● Prompt 1
Reproduce the listing that comes after the Hudson Bay lowlands article below line for line, leaving out the pictures.

BEGIN Page excerpt

RESEARCH STARTER

Hudson Bay lowlands

The Hudson Bay Lowlands, located in Canada, represent the largest wetland area in North America, situated between the Canadian Shield and the shores of Hudson and James Bays. This expansive region spans parts of Manitoba, Ontario, and Quebec, acting as a transition zone between the boreal forest to the south and the Arctic tundra to the north. The unique landscape features various lowland and wetland types, including muskegs and fens, shaped by the remnants of glacial activity from the Pleistocene era. The area is characterized by diverse flora, with dominant species like black spruce and a variety of shrubs and mosses thriving in its nutrient-poor conditions.

The Hudson Bay Lowlands are currently experiencing significant environmental changes driven by climate change and geological processes like isostatic rebound, where the land rises as it rebounds from the pressure of ancient glaciers. These changes are leading to shifts in vegetation patterns and impacting local wildlife, including migratory species like the snow goose and amphibians like the wood frog. As temperatures rise and precipitation patterns shift, the delicate balance of this biodiverse region faces increased risks, making it a critical area for ecological study and conservation efforts.

Full Article

  • Category: Forest Biomes.
  • Geographic Location: Canada.
  • Summary: The Hudson Bay Lowlands biome is the largest wetland in North America, but the region faces significant changes as a result of isostatic rebound and climate change.

The Hudson Bay lowlands are the largest wetland area in North America, covering a vast expanse of Canada between the Canadian Shield and the southern shores of Hudson and James Bays. Encompassing parts of the Canadian provinces of Manitoba, Ontario, and Quebec, the lowlands are along the ecotone (overlap) between the boreal forest to the south and the Arctic tundra to the north. The area faces significant change, however, from the effects of climate change as well as the isostatic rebound (rising ground elevation) of a landscape once burdened by the fantastic weight of continental ice-age glaciers. The region is still rebounding from the Laurentide Ice Sheet at some of the fastest uplift rates in North America (on the order of ~0.7–1.2 cm per year in parts of the Hudson Bay–James Bay lowlands), reshaping shorelines and drainage as land rises relative to sea level.

END Page excerpt

● Prompt 2
Rewrite the Hudson Bay lowlands article between "The Hudson Bay lowlands are the" and "to sea level.", inclusive, swapping "wetland" for "marshland".

BEGIN Entries

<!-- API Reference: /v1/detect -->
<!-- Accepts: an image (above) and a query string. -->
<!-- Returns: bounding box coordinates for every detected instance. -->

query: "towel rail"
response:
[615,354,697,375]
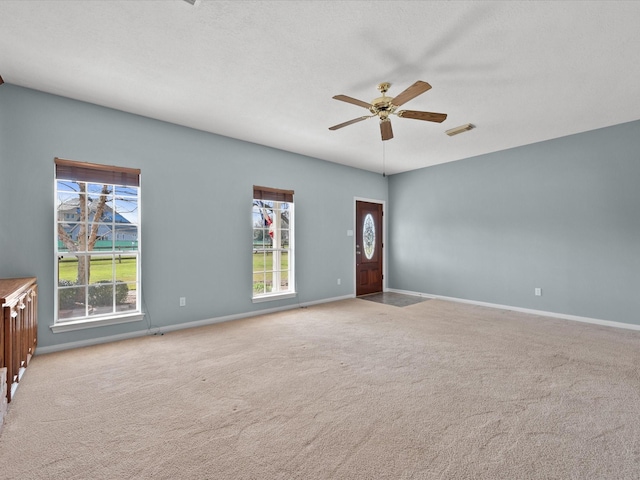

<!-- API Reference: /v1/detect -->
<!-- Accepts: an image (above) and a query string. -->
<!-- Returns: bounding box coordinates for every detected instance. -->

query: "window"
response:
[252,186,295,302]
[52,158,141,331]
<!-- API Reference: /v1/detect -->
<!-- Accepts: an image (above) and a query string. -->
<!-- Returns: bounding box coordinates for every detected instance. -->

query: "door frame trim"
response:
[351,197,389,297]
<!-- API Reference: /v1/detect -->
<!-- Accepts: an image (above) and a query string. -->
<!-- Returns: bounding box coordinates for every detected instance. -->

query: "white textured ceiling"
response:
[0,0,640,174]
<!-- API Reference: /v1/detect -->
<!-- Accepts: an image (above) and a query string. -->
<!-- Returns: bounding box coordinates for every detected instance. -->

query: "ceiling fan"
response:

END Entries

● Expected output 1
<!-- API Reference: /v1/detect -->
<!-- Accepts: an image (above) and a query string. -->
<!-- Returns: bounding box coordinates for every detected instance. -->

query: "towel rail"
response:
[615,354,697,375]

<!-- API Reference: /v1/detect -->
<!-- Accepts: an image (above) and a query string. -->
<!-- Returns: bounding box coordinates for every detected instance. -->

query: "window"
response:
[252,186,295,302]
[52,158,141,331]
<!-- API Reference: /v1/detect -->
<!-- Accepts: an image (above) and a query string. -->
<!-- Returns: bounding box coordinates for every detected instance. -->

query: "door frame trim"
response:
[351,197,389,297]
<!-- API Reference: /v1/detect -->
<!-- Accepts: an image (above) and a query string. -->
<!-- Returns: bounding box coordinates for every detected instance. -->

query: "white textured ceiling"
response:
[0,0,640,174]
<!-- API Reference: /v1/detect -->
<!-- Accepts: an image (above) and a query string. -->
<!-- Returns: bounding box coordinates for every detected instance. -->

query: "ceiling fan"
response:

● Expected output 2
The Hudson Bay lowlands are the largest marshland area in North America, covering a vast expanse of Canada between the Canadian Shield and the southern shores of Hudson and James Bays. Encompassing parts of the Canadian provinces of Manitoba, Ontario, and Quebec, the lowlands are along the ecotone (overlap) between the boreal forest to the south and the Arctic tundra to the north. The area faces significant change, however, from the effects of climate change as well as the isostatic rebound (rising ground elevation) of a landscape once burdened by the fantastic weight of continental ice-age glaciers. The region is still rebounding from the Laurentide Ice Sheet at some of the fastest uplift rates in North America (on the order of ~0.7–1.2 cm per year in parts of the Hudson Bay–James Bay lowlands), reshaping shorelines and drainage as land rises relative to sea level.